-------- Task data --------

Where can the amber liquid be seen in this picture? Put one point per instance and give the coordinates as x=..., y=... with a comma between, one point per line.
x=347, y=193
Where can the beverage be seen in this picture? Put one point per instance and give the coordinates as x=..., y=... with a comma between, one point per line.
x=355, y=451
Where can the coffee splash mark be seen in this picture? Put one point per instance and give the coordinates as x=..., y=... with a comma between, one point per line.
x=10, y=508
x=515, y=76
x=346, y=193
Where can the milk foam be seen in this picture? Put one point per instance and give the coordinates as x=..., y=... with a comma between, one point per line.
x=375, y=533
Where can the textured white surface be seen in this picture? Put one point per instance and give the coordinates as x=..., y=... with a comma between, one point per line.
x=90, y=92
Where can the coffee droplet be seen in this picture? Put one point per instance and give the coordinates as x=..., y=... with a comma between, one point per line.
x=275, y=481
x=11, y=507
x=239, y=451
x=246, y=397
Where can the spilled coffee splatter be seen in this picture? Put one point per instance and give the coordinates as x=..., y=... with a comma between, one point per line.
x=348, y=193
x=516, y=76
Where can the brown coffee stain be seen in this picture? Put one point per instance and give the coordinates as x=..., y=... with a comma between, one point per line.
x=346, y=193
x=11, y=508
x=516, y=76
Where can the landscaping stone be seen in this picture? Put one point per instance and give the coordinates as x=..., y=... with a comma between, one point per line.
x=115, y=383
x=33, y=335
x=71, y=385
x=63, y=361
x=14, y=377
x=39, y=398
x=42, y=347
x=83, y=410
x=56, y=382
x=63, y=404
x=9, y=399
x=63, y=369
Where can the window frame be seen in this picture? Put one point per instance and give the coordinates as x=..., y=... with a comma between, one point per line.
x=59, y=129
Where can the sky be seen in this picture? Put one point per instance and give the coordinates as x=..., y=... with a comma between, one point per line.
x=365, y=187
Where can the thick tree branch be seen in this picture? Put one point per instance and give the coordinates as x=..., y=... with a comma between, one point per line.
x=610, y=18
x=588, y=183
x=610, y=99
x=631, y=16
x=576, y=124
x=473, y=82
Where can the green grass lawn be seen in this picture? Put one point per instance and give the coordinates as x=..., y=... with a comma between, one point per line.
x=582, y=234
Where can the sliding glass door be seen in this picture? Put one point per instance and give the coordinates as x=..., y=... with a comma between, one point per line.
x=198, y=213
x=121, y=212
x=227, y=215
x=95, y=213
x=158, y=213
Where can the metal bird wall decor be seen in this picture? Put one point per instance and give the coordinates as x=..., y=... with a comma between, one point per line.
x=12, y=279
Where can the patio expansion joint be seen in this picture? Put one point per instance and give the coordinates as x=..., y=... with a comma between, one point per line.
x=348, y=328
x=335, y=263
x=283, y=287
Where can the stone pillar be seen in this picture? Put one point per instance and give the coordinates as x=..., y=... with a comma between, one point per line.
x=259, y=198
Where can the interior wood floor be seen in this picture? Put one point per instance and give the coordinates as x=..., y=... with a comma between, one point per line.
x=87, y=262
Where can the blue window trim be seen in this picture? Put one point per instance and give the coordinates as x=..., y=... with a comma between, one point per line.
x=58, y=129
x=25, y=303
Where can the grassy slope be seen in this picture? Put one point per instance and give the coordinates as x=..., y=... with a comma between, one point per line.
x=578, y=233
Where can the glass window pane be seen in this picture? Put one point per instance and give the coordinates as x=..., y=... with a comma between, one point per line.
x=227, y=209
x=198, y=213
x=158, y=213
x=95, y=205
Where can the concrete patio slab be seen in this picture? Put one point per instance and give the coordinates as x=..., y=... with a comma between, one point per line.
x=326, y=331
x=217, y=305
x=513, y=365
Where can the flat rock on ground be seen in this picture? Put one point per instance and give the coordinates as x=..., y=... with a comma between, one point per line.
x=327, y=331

--------
-------- Task data --------

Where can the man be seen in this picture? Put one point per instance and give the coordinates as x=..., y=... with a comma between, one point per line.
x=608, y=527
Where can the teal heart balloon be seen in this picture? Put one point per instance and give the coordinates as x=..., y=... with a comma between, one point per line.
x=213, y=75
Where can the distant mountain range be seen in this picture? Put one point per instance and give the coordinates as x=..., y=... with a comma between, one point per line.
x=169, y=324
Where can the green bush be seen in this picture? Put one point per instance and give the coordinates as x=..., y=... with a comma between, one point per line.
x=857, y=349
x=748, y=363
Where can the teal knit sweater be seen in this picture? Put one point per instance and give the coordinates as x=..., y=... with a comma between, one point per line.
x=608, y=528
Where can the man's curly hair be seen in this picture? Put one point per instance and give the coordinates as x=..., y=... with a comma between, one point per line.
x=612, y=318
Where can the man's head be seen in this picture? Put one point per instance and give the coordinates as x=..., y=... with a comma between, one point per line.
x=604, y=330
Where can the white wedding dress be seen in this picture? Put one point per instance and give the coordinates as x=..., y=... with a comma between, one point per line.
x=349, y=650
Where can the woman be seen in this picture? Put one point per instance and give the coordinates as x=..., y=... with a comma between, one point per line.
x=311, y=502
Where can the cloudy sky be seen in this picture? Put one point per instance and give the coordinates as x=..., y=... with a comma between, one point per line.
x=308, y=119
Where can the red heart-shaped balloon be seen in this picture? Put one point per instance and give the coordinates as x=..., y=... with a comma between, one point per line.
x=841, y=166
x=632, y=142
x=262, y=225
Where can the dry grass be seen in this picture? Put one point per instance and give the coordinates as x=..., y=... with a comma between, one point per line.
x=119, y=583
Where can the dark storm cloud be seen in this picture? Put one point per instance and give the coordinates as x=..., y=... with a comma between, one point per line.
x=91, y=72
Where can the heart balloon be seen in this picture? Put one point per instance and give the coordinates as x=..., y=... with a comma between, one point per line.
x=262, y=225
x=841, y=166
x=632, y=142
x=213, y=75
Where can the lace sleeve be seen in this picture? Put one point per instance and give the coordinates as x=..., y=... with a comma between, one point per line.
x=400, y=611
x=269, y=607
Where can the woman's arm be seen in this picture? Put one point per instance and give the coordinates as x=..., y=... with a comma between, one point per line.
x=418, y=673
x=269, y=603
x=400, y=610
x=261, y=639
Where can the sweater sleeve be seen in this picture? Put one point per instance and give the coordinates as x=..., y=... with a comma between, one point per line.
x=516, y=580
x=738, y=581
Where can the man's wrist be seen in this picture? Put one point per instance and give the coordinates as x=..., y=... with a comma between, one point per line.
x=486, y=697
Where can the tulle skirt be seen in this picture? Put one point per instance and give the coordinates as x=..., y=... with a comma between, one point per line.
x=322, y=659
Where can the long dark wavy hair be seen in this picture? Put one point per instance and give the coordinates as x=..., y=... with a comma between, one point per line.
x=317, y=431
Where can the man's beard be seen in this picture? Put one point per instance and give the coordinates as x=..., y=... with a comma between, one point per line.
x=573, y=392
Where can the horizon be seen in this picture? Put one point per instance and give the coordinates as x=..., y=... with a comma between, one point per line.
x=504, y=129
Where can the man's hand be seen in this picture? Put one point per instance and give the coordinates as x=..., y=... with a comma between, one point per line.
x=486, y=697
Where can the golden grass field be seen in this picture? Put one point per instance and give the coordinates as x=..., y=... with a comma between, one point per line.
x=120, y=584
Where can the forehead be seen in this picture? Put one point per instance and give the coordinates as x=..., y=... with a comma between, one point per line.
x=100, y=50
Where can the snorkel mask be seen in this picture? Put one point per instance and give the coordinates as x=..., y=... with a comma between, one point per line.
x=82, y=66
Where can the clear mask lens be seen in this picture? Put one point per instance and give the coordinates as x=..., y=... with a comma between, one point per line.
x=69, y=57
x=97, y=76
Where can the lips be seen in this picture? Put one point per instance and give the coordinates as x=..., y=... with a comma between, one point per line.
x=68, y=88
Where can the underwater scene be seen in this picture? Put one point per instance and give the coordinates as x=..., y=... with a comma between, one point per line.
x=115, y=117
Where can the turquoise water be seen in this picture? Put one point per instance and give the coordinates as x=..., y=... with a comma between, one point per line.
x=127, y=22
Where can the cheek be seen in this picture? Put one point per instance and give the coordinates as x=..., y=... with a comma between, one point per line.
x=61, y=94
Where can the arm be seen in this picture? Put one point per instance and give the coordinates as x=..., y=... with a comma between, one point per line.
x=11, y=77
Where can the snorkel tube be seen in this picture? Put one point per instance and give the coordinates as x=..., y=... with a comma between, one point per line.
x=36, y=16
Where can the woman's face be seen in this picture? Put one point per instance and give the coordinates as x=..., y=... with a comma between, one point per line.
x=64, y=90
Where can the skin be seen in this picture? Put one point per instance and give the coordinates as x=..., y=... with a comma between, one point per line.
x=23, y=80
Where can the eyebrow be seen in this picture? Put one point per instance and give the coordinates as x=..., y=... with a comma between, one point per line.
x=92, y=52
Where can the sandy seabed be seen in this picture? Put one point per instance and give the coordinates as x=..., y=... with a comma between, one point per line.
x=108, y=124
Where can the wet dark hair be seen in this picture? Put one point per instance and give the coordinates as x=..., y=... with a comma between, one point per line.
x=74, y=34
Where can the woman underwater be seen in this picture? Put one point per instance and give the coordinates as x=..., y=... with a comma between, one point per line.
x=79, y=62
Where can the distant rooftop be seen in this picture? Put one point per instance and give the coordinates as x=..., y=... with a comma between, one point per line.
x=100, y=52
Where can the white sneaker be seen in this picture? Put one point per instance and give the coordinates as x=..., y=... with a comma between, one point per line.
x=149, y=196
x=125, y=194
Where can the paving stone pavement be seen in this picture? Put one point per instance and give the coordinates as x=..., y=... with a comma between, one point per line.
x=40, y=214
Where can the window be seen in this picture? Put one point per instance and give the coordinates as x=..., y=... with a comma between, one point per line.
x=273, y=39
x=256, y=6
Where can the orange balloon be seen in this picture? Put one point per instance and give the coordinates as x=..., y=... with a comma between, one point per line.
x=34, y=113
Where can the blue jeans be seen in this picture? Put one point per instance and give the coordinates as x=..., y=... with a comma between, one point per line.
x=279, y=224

--------
-------- Task data --------

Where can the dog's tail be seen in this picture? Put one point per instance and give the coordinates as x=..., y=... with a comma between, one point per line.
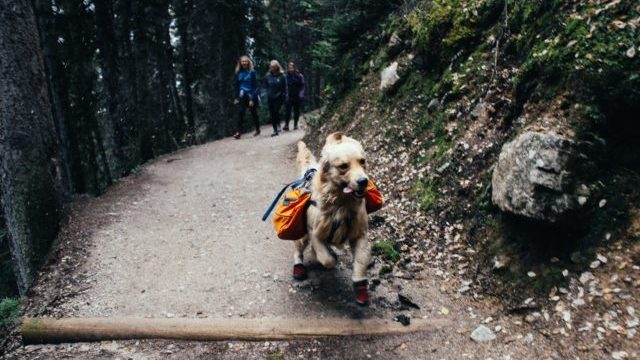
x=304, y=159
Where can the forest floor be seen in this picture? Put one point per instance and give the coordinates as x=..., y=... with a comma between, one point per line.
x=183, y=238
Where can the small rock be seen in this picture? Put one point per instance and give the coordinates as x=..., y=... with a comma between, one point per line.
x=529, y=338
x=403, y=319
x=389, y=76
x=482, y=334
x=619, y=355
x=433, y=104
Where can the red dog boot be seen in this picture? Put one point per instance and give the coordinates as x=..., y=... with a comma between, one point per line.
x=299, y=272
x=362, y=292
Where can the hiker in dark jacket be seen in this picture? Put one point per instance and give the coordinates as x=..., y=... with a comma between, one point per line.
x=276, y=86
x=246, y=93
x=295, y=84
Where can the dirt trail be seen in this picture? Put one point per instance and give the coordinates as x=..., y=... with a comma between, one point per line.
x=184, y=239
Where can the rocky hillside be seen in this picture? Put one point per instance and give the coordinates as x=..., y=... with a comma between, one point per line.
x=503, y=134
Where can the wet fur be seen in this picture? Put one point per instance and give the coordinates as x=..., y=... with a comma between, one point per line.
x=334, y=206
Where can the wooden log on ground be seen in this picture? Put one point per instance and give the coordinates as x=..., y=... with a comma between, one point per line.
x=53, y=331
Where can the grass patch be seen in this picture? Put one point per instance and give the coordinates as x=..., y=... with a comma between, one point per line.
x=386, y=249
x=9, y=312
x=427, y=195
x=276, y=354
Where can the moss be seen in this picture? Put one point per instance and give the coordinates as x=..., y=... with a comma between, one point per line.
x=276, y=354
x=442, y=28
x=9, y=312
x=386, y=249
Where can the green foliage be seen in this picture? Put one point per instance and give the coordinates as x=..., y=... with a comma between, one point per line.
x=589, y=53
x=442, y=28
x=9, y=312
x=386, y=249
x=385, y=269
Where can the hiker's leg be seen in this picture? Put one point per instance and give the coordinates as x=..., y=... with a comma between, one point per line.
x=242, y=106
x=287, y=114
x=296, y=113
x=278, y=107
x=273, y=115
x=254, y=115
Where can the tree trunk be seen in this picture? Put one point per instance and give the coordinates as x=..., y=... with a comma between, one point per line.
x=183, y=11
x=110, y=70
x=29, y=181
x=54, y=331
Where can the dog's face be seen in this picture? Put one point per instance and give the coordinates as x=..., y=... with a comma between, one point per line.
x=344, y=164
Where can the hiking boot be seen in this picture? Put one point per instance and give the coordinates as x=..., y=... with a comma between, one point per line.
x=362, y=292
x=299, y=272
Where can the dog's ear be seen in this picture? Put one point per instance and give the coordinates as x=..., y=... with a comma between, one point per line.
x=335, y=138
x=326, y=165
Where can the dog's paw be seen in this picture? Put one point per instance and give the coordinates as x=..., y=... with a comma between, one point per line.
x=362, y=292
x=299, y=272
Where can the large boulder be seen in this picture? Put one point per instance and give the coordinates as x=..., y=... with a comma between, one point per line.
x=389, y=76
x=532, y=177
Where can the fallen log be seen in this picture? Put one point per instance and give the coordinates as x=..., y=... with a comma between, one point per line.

--------

▸ What you are asked to do
Reproduce the lines starting at the one containing "Where can the amber" and ending at the one containing "x=246, y=397", keeping the requests unchanged. Multiply every coordinate in the answers by 1.35 and round each result to a whole number, with halves rounded up.

▸ Response
Where can the amber liquid be seen in this picture? Put one point per instance and give the coordinates as x=..., y=... with a comma between, one point per line.
x=468, y=261
Where can the beverage be seen in this picture? Put one point per instance and give the coordinates as x=..., y=... with a comma between, one point per line.
x=479, y=609
Where can the coffee splash mark be seen in this picture? Put one point per instance and give the coordinates as x=..., y=... with a comma between, one point per line.
x=14, y=686
x=695, y=103
x=467, y=261
Where can the milk foam be seen in this picture? Put one point per instance and give the coordinates as x=..., y=... with a comma between, one point per line.
x=506, y=720
Where can the textured white surface be seen in this picture? Put one point per instance and give the coordinates as x=..., y=... with a comma between, one point per line.
x=122, y=124
Where can the coffee droplet be seen in this picture? Put one point per instance and give the coordinates as x=..., y=... with a comma between, one point per line.
x=371, y=649
x=15, y=684
x=323, y=609
x=332, y=536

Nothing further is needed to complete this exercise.